## Exercise directions
Copy the lines below word for word, omitting the pictures.

— START Supplied material —

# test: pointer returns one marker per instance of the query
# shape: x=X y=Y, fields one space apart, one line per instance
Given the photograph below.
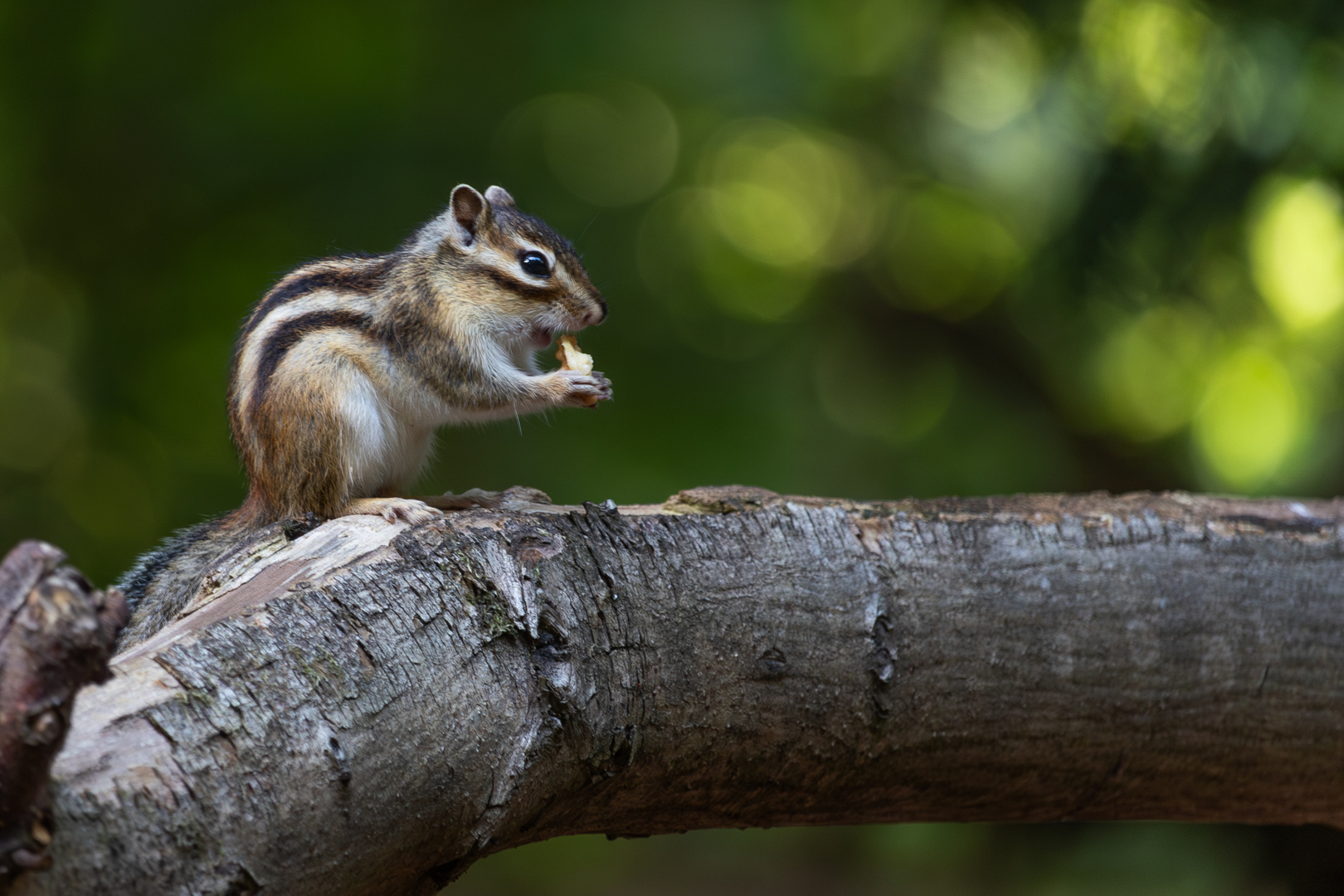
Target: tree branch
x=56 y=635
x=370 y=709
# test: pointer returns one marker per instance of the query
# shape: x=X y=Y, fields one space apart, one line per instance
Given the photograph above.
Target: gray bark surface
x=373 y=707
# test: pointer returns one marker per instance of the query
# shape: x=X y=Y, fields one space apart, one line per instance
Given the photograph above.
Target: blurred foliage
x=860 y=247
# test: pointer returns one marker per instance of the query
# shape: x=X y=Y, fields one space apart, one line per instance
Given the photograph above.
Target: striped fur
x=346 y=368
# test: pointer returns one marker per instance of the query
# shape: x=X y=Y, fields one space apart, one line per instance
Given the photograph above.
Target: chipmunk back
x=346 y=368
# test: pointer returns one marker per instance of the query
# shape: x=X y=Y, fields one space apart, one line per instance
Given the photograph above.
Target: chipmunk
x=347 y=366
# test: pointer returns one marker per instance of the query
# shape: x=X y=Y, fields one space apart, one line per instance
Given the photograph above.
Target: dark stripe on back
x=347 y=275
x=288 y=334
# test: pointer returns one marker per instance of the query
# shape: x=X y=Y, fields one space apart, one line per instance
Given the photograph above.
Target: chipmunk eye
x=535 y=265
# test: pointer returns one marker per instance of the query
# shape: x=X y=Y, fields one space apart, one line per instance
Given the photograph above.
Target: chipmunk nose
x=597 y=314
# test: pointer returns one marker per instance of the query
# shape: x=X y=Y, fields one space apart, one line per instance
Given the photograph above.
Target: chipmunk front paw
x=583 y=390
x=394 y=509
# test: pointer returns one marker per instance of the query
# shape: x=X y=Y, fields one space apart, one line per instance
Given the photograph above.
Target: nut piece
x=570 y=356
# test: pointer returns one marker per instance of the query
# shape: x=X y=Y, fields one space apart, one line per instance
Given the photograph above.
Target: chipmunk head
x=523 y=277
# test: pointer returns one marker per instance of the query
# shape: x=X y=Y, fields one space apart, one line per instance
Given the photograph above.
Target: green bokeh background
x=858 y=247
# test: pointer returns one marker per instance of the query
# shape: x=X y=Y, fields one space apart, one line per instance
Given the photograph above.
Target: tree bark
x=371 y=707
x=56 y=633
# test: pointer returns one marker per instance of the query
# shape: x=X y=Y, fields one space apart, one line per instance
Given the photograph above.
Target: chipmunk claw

— END Supplied material —

## Correct result
# test: pointer returns one marker per instance of the query
# shape: x=X y=Y, fields one space apart, one line per instance
Given the photograph below.
Target: tree branch
x=56 y=635
x=370 y=709
# test: pointer returns one marker per instance of the query
# shape: x=X y=Y, fields one space apart, one line per instance
Given the photograph above.
Target: gray bark surface
x=373 y=707
# test: pointer returns one marker per instance of the query
# shape: x=X y=Y, fields one space apart, one line per instance
Given the photograph above.
Target: blurred foliage
x=860 y=247
# test: pointer returns one marker per instance of the query
# shape: x=X y=Y, fields one space apart, one line per instance
Given the photograph above.
Target: striped fur
x=346 y=368
# test: pointer returns one marker per instance of the query
# shape: x=X y=Y, fields one space apart, one line per instance
Given the photograph above.
Target: chipmunk back
x=346 y=368
# test: pointer returns one marker per instance of the query
# shape: x=X y=Y, fields one space apart, one line per instance
Given the photograph above.
Target: chipmunk
x=347 y=366
# test: pointer returns one marker per instance of the query
# shape: x=X y=Y, fields one space apart, one line per instance
Given the photograph above.
Target: dark stripe on back
x=347 y=275
x=288 y=334
# test: pointer returns one marker per instance of the query
# shape: x=X y=Y, fields one space apart, one line per instance
Given the photograph above.
Target: chipmunk eye
x=535 y=265
# test: pointer returns one marker per instance of the query
# shape: x=X y=Y, fields one space apart, one line per instance
Given the photograph above.
Target: chipmunk nose
x=597 y=314
# test: pointer returns one marker per instance of the query
# shape: x=X y=Y, fields one space apart, one line per instance
Given the photograph above.
Target: chipmunk front paw
x=583 y=390
x=394 y=509
# test: pointer returns one marker per instance of the query
# shape: x=X y=Y, fields one space apart, one line per instance
Given the photograph above.
Target: nut piece
x=570 y=356
# test: pointer returns one marker per instance of the query
# shape: x=X y=Y, fields one space apart, one line per instance
Given the photograph above.
Target: chipmunk head
x=523 y=277
# test: pointer returns one marker per instance of the query
# shape: x=X y=Y, fields one space apart, one line per instance
Given the photograph above.
Target: green bokeh background
x=858 y=247
# test: pointer returns one marker per instance of the query
# shape: x=X y=Y, fields one space apart, one line per instance
Given the photograph above.
Target: tree bark
x=371 y=707
x=56 y=633
# test: pointer returns one marker per instance of the query
# shape: x=X y=Y, fields one space apart, one line per instance
Given the photograph above.
Target: chipmunk claw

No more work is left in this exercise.